**REQUISITOS DA TAREFA**. Por favor, localize na listagem abaixo todas as linhas que contêm a palavra "wall" e copie-as, diferenciando maiúsculas de minúsculas.

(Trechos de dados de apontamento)
|---|
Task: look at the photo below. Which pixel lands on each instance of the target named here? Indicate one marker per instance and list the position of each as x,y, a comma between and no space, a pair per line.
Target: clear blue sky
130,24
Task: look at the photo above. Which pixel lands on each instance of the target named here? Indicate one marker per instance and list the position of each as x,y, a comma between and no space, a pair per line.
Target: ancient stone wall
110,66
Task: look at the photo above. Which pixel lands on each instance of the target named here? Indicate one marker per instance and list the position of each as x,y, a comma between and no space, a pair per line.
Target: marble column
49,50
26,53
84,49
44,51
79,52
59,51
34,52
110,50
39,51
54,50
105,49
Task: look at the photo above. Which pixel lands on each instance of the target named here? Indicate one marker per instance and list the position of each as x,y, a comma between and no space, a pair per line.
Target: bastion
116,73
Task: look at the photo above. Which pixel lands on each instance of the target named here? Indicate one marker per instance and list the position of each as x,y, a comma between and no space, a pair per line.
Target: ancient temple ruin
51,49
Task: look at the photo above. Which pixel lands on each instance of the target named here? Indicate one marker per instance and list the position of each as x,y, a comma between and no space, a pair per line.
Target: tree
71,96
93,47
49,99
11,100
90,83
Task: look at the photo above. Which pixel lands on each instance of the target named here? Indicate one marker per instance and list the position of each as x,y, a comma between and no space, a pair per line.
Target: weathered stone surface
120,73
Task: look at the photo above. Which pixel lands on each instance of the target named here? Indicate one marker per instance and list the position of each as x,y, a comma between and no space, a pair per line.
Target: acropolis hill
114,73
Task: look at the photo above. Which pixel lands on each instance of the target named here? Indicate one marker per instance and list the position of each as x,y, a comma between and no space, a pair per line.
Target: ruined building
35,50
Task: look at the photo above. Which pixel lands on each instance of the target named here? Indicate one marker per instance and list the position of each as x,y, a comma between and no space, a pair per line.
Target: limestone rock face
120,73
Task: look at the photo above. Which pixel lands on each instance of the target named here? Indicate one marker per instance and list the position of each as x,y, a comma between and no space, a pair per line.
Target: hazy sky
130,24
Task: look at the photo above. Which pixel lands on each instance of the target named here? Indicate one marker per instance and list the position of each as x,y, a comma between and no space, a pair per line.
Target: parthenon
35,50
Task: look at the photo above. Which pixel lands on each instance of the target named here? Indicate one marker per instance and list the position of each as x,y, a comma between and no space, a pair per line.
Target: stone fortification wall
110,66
|---|
**RESPOSTA CORRETA**.
Target: ancient stone wall
Target: stone fortification wall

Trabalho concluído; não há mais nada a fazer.